**SELECTED TEXT:**
Brewers Salvage Disappointing Series With 4-1 Win



From Sportsline.com:

Tomo Ohka bounced two pitches way in front of the plate -- one landed in the grass, the other in the dirt -- and threw another that registered 58 mph on the ballpark's radar gun.

Everything else was amazingly good.

In a sign that he has fully recovered from shoulder problems, Ohka allowed only three hits in eight innings Sunday, helping the struggling Milwaukee Brewers beat the Cincinnati Reds 4-1 to avoid a three-game sweep.

After two weeks of nothing but bad news, the Brewers needed a little relief. Ohka (3-1) gave it to them, along with a bullpen that has been their undoing.

"I understand what this means to the team," Ohka said.

It meant a lot, and provided a glimmer of hope that things can now get better.

Ohka gave up a pair of singles and Brandon Phillips' homer in the eighth, the deepest he has pitched into any game this season. The right-hander struck out a season-high seven and walked only one, throwing 110 pitches.

"We couldn't get a thing going against him," Reds manager Jerry Narron said. "I don't know. I'd like to say he changed speeds -- he threw one up there at 58 mph, threw one off the grass. He did what he had to do to get us out."

**TASK INPUTS:**
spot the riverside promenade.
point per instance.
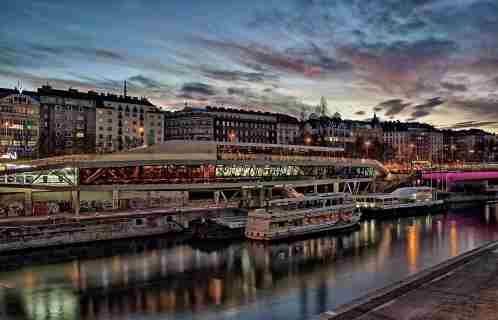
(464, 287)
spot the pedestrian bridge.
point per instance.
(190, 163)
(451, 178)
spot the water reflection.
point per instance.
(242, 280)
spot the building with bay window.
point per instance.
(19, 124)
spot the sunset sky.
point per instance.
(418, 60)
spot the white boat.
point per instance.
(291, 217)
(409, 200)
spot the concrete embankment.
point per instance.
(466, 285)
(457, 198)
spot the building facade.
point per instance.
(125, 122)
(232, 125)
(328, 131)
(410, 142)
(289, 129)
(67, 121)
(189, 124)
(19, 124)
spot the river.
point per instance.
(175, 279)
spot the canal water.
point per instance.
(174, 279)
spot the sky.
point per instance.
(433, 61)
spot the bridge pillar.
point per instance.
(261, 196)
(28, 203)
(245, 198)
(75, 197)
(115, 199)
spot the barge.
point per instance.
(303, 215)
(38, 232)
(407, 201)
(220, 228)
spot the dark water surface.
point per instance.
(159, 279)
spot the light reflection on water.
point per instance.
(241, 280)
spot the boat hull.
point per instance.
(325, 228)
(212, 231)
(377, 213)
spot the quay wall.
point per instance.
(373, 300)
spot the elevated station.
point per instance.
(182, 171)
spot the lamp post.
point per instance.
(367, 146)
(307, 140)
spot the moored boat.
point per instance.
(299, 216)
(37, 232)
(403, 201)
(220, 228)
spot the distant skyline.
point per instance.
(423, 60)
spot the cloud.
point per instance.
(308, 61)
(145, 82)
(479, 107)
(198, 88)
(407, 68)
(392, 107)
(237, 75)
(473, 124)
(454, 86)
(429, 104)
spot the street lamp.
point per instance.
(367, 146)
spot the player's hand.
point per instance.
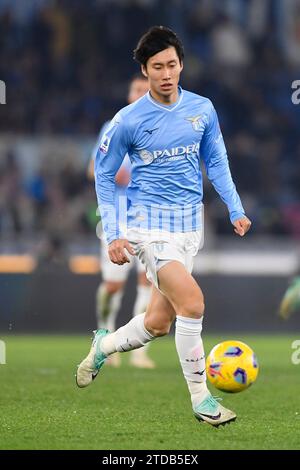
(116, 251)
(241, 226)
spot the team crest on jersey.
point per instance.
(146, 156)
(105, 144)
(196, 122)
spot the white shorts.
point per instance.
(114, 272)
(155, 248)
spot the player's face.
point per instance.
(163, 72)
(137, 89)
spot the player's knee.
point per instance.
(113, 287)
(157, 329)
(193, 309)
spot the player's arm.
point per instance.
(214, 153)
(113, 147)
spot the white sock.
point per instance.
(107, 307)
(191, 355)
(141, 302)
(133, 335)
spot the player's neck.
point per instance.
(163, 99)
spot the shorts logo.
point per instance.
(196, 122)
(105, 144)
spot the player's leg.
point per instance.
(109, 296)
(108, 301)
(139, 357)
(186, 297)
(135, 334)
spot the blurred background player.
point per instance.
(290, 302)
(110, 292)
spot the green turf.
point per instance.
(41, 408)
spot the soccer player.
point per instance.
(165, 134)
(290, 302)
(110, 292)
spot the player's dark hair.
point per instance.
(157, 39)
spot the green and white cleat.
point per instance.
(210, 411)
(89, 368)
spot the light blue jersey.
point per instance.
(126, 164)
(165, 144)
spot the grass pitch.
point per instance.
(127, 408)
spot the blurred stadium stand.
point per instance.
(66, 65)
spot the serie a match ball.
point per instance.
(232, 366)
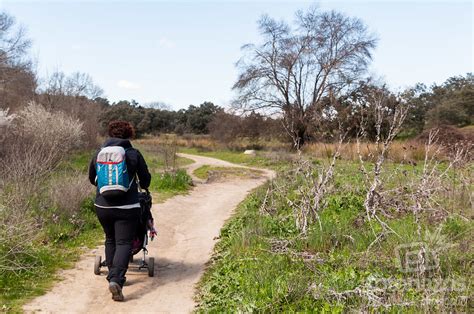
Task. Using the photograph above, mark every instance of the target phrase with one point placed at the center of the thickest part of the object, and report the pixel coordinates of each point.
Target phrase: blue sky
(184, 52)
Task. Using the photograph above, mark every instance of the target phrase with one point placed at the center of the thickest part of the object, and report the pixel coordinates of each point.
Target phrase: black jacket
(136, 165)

**TASKS AND EXERCISES:**
• A. Transcribe the stretch of the Brewers article from "Everything else was" through "been their undoing.".
• B. Reproduce word for word the entries from the line containing "spot the grass pitch." through the end of the entries, and omit the pictures.

**COMPLETED EXERCISE:**
• A.
Everything else was amazingly good.

In a sign that he has fully recovered from shoulder problems, Ohka allowed only three hits in eight innings Sunday, helping the struggling Milwaukee Brewers beat the Cincinnati Reds 4-1 to avoid a three-game sweep.

After two weeks of nothing but bad news, the Brewers needed a little relief. Ohka (3-1) gave it to them, along with a bullpen that has been their undoing.

• B.
spot the grass pitch.
point per instance.
(127, 408)
spot the blurred stadium stand.
point per instance.
(66, 65)
spot the serie a match ball.
point per instance.
(232, 366)
Task. Using the photograph above, mark every instance of the target phrase with one point placed at the center of the thickest part of the object, and report the pixel coordinates of each point.
Target phrase: blue sky
(184, 52)
Task. Using the photograph above, mark every instance of the target phrase with one point placed at the center of the thickest part of the object, and report the pixel coordinates of each point.
Target phrase: black jacket
(136, 165)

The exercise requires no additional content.